Text -
Tesla CEO Elon Musk walked on stage tonight with a smile on his face after over 100,000 people reserved his company’s new vehicle without even having seen it. After going through his secret master plan again to set up the Model 3 as the “next logical step”, he revealed a few specs before unveiling the car itself.

The car is absolutely stunning and exactly like we described in our exclusive leak yesterday:

“It looks like a smaller hybrid of the Model X and S. It is a bit taller sedan with a unique front that looks more like a Model X than a Model S. The car is shorter and narrower than either the model X or S but is described as “sexy and sporty”.

The fascia is indeed reminiscent of the Model X’s, but combined with the headlights, it gives the 3 its unique look.

Also, we now learn that the car has an all-glass roof, which is good from both a design standpoint and for headroom.


As usual, Tesla focused on safety first and Musk expects the Model 3 will achieve a five-star rating in each NTHSA category like its predecessors, the S and X. Even though smaller than the S, it still has a front trunk (frunk), which also acts as a useful crumple zone in case of an accident.

Collected data entries:
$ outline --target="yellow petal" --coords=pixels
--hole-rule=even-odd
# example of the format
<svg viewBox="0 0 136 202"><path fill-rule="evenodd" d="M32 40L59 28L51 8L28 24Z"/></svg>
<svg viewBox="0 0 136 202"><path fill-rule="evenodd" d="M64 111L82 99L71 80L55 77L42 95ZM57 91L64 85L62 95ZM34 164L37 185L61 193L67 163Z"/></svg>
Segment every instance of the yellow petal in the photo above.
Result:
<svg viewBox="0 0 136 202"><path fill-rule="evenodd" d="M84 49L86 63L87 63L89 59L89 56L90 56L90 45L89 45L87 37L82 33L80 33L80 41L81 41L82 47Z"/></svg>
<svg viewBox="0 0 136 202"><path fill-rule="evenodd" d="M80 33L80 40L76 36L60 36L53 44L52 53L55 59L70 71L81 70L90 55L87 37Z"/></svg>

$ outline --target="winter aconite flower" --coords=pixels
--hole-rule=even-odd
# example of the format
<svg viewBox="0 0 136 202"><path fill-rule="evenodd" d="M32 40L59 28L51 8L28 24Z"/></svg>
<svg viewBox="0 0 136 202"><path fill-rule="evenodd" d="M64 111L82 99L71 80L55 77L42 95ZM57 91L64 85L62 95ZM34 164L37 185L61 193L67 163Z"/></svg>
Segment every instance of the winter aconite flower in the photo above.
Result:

Task statement - In the article about the Model 3 unveiling, condense the paragraph that begins "Tesla CEO Elon Musk walked on stage" into two shorter sentences that keep its main facts.

Solution to this exercise - Tesla CEO Elon Musk took the stage smiling after more than 100,000 people had reserved the company's new vehicle without seeing it. He reviewed his master plan, presenting the Model 3 as the "next logical step," and shared a few specs before unveiling the car.